Saved data entries
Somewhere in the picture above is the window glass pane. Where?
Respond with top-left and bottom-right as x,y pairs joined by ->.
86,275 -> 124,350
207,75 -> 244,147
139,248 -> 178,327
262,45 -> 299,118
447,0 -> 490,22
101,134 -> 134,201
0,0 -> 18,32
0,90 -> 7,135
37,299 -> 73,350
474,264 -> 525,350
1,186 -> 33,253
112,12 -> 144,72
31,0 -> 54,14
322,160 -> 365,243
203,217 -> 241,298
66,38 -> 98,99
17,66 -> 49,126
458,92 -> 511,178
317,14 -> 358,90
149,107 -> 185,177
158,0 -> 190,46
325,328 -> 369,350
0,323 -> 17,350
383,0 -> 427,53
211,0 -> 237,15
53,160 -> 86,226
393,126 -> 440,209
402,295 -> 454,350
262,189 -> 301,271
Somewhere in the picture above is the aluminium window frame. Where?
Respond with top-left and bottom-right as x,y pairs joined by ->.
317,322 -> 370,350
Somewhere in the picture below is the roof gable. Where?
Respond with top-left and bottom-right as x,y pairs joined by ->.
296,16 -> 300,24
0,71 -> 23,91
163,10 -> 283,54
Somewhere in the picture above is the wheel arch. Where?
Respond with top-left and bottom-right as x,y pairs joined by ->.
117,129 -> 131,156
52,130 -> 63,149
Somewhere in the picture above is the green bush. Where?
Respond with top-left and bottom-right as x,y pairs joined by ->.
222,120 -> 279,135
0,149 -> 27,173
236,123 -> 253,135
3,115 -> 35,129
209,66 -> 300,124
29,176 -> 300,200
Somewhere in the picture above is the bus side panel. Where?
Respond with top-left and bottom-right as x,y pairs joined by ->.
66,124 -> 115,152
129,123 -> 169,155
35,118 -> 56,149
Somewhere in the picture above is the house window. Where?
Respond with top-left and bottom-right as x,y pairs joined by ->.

=== Brief ===
Whenever a line of the data includes "above", copy that line.

=== Response to this task ===
Somewhere in the picture above is the window glass pane. Where?
Somewhere in the picture above is the aluminium window frame. Where?
Somewhere in the picture above is the wheel arch. Where?
Somewhere in the picture above is the green bush. Where?
Somewhere in the picture above is the bus side panel. Where?
Somewhere in the picture above is the house window. Where?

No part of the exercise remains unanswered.